_Extracted information_
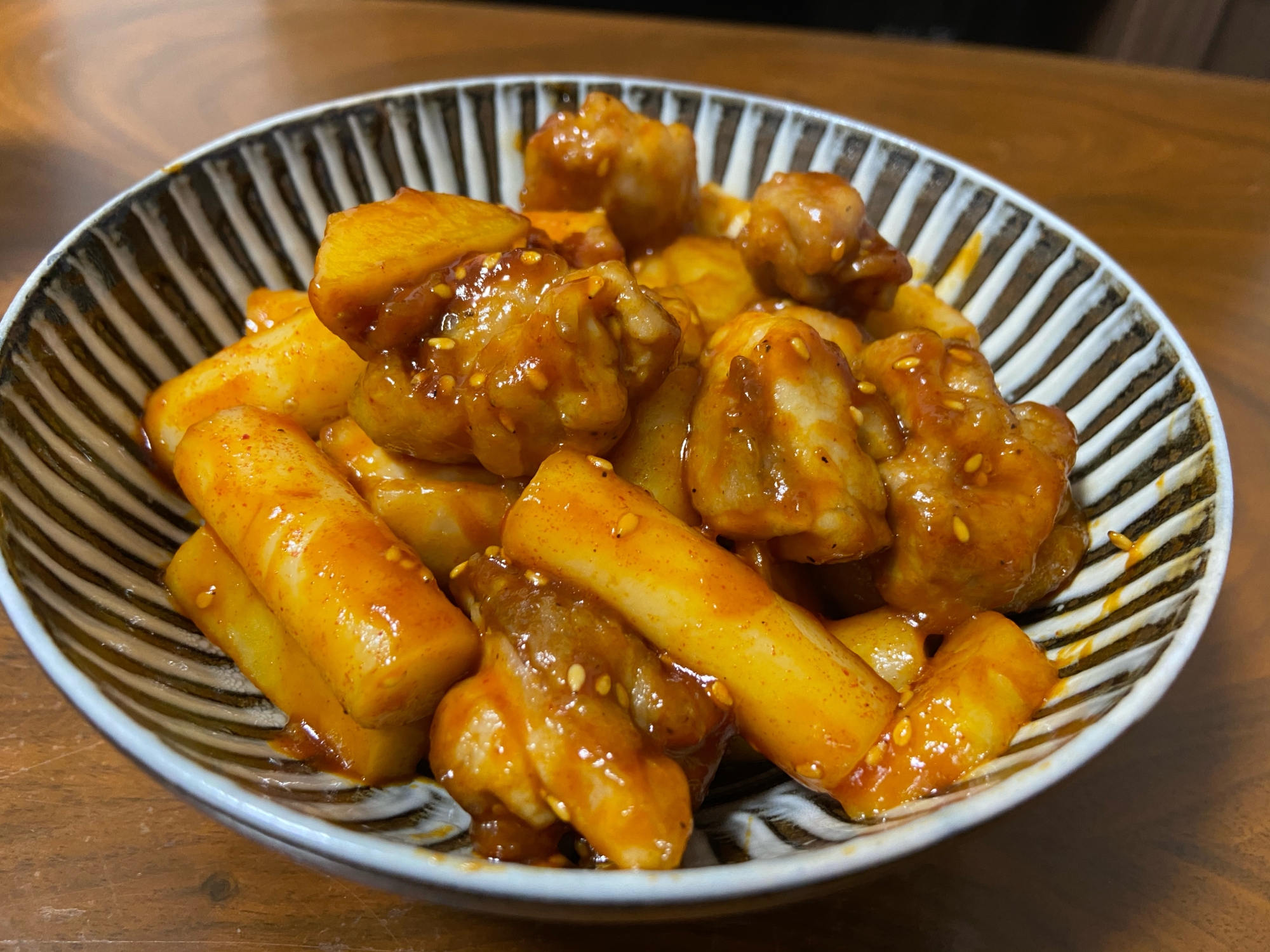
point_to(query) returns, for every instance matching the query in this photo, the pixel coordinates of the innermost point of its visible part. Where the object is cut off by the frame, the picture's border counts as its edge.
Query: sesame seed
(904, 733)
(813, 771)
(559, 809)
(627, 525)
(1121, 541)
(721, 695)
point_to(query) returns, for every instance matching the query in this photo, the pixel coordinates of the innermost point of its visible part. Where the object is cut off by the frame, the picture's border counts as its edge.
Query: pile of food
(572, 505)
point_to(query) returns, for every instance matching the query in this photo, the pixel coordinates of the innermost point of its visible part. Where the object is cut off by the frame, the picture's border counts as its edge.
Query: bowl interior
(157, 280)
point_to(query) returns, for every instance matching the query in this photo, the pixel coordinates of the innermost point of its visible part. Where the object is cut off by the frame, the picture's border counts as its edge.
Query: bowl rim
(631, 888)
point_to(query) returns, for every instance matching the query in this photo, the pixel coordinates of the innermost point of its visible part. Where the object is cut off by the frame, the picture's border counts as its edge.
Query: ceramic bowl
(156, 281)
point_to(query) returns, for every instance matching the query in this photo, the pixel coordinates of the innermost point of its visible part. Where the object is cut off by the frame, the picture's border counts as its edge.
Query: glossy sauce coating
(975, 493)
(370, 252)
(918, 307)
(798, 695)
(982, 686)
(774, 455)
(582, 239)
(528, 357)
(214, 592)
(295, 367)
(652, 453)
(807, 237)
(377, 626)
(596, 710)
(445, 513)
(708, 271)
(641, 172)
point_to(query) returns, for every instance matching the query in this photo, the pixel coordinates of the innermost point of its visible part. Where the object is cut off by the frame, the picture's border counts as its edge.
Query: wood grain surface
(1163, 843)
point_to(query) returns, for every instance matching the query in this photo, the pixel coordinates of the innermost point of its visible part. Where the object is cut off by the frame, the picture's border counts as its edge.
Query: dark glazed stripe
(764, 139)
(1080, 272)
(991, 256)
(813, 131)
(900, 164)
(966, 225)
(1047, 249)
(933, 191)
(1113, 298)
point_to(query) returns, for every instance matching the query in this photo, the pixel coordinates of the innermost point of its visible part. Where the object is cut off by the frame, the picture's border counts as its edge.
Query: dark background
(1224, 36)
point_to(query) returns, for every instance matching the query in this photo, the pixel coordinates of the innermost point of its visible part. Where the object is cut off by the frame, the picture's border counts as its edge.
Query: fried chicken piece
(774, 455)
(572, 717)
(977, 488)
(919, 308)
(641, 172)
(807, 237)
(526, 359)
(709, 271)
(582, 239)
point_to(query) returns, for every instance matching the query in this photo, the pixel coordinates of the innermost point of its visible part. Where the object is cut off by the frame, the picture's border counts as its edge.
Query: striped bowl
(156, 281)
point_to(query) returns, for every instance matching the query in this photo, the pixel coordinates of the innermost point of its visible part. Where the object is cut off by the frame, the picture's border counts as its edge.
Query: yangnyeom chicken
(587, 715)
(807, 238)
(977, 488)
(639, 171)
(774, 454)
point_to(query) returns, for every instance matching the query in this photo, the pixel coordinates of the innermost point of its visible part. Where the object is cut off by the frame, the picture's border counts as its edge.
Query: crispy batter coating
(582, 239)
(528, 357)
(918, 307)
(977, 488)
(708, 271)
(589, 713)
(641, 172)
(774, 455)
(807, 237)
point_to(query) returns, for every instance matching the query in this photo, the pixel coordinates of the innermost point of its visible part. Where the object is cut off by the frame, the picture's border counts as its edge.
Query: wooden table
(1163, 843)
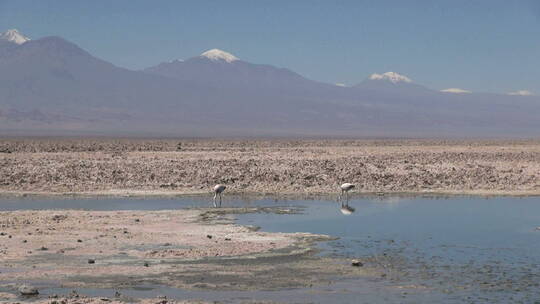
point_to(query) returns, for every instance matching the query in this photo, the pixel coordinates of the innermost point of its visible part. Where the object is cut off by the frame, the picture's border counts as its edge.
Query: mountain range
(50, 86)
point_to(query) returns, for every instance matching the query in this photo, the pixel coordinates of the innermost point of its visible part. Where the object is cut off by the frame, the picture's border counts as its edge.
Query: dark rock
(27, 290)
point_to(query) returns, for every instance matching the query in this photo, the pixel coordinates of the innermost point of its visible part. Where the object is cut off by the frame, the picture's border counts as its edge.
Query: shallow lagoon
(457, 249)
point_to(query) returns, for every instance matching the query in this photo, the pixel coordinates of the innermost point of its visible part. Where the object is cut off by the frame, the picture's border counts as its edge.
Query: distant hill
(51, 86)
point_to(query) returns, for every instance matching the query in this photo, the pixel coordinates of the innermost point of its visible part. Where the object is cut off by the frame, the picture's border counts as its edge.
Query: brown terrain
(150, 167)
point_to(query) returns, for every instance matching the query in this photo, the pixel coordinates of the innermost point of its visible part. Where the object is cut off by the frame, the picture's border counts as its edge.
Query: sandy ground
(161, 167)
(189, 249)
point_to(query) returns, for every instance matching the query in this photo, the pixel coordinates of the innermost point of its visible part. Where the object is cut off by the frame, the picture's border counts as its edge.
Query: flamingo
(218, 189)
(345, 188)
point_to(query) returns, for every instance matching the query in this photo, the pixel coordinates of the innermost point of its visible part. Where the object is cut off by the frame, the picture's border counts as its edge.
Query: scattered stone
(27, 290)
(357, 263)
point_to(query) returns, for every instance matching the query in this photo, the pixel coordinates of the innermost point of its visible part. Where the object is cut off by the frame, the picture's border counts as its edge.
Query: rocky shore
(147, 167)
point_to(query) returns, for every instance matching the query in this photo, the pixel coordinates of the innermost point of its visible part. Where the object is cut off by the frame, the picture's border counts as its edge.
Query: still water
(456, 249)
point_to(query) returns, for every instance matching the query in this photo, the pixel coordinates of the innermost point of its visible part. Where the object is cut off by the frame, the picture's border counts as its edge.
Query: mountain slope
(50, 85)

_Task directions_
The entries are to be written out in full and exactly, apart from the pictures.

_Result below_
point_to(query) returns, for every instance matching the query in this photo, the pixel coordinates of the innermost point of its visible part. Where the object is cut off by the frame, the picture's border counts as its edge.
Query: sesame seed
(904, 733)
(813, 771)
(559, 809)
(627, 525)
(1121, 541)
(721, 695)
point_to(query) returns, for every instance matching the query in this photo, the pixel coordinates of the innermost point of its visible part. Where the object is cut off by the frame, the picture's border counts as its edge.
Query: pile of food
(572, 505)
point_to(query) returns, for every instance matching the query in this photo, the pixel coordinates of the innermost point of its visible part. Where the object is cut off by the frame, the picture's border counts as its edge.
Query: bowl interior
(157, 280)
point_to(query) returns, for every instance matching the query in this photo, the pixel coordinates of the innermost point of its visible part. Where the object is cut off by the frame, the picture's border counts as its edge.
Query: bowl rim
(631, 888)
point_to(query) returns, for every instance matching the query in this photo, the pixel coordinates of the innermost point of its visible part. Where the object is cut off by the frame, the picture's border counts as its edge.
Query: ceramic bowl
(156, 281)
point_to(query) returns, for every instance matching the query in this photo, the pixel coordinates of the innermost point of its visible part. Where the object is cut off by the frame, the picture's border counts as its edge.
Query: glossy sauce coating
(975, 493)
(370, 252)
(918, 307)
(798, 695)
(982, 686)
(774, 455)
(582, 239)
(528, 357)
(214, 592)
(295, 367)
(652, 453)
(807, 237)
(377, 626)
(596, 710)
(445, 513)
(708, 271)
(641, 172)
point_to(query) returns, for every instance matching the query in this photo, the pixel coordinates of the innermost point of its visible part. Where the object is cut off by the frame, the picture's border counts as its edge.
Query: wood grain surface
(1163, 843)
point_to(query) returns, for every instance matching the query in this photo, the pixel coordinates of the innermost point of its visible part. Where the object is cut off by the frame, the picture's border counts as its edge.
Query: dark glazed stripe
(764, 139)
(1080, 272)
(991, 256)
(813, 131)
(900, 164)
(966, 225)
(1047, 249)
(933, 191)
(1113, 298)
point_to(query) returns, for every instance matching the query in this photo, the pixel coordinates of the innermost point of its visible part. Where the object is cut off by the frame, the picture's border counts as its edge.
Query: dark background
(1224, 36)
point_to(query) returns, for every instance matching the query in this photo, the pixel coordinates of the innermost point of its visible part. Where the object is cut off by the frame, the picture's border counts as its edge.
Query: fried chicken piece
(774, 455)
(572, 717)
(977, 488)
(919, 308)
(641, 172)
(807, 237)
(526, 359)
(709, 271)
(582, 239)
point_to(query) returns, for every instance matching the query in this photo, the pixel coordinates of the innermost point of its visible part. Where the object is cut off by the frame, the picture's border counts as its edge.
Query: striped bowl
(156, 281)
point_to(query) returns, for every instance matching the query in this photo, the pixel coordinates of the innermost point of its visible part. Where the object is cut off by the frame, the picture's border counts as its edge.
Query: yangnyeom chicken
(587, 715)
(807, 238)
(977, 488)
(639, 171)
(774, 454)
point_to(query) returns, for every instance matching the query in this photo, the pixel coordinates of the innermost point of its visible part. Where the object is cut off by the frame, the picture's border counts as its edge.
Query: crispy batter coating
(582, 239)
(528, 357)
(918, 307)
(977, 488)
(708, 271)
(589, 713)
(641, 172)
(774, 455)
(807, 237)
point_to(query) returns, for every instance matching the query in this photo, the pixel coordinates of the innermost point of its visible part. Where the object is cut off by the frame, the picture's border counts as its edge.
Query: wooden table
(1163, 843)
point_to(query) returns, for every instance matching the query in this photo, the pixel coordinates of the innermost point of its visible part. Where the object is cut off by the frame, the picture's border counts as its edge.
Query: mountain range
(50, 86)
point_to(query) returns, for every instance matching the query in this photo, the pixel coordinates of the innermost point of its visible part. Where the object is cut off by the frame, the picture's border counts as its edge.
Query: dark rock
(27, 290)
point_to(query) returns, for every instance matching the query in this photo, the pixel coordinates of the innermost point of its visible part. Where the object is cut off by the frame, the picture's border counts as its edge.
Query: shallow lagoon
(457, 249)
point_to(query) returns, for every instance matching the query in this photo, the pixel coordinates of the innermost point of its visible part. Where the object is cut off by the frame, the picture's border counts as its edge.
Query: distant hill
(51, 86)
point_to(query) returns, for every instance matching the query in this photo, the pixel coordinates of the innermost point of its visible part. Where the object is cut off by the frame, the picture's border counts as its edge.
Query: brown terrain
(150, 167)
point_to(query) returns, for every instance matching the query in this photo, the pixel coordinates of the innermost point of its visible part. Where the object is cut off by the frame, the picture's border counts as its edge.
Query: sandy ground
(161, 167)
(189, 249)
point_to(query) returns, for every instance matching the query in this photo, the pixel coordinates of the innermost point of its visible part. Where the object is cut off by the frame, the picture's border counts as its edge.
Query: flamingo
(218, 189)
(345, 188)
point_to(query) returns, for every instance matching the query in this photo, the pixel coordinates of the innermost point of its visible part. Where the object is cut off by the frame, the picture's border counts as its edge.
Query: scattered stone
(27, 290)
(357, 263)
point_to(query) returns, for every instance matching the query in this photo, the pixel coordinates of the innermost point of its visible part. Where the object is cut off by the frame, the picture's border counts as its edge.
Query: rocky shore
(147, 167)
point_to(query) returns, for every instance matching the query in this photo, the pixel coordinates of the innermost point of its visible part. Where the object is cut off by the frame, the picture's border counts as its edge.
Query: still water
(456, 249)
point_to(query) returns, for every instance matching the query in this photo, the pixel coordinates of the innermost point of its visible part. Where the object is cut off by the frame, the picture's border counts as its edge.
Query: mountain slope
(50, 85)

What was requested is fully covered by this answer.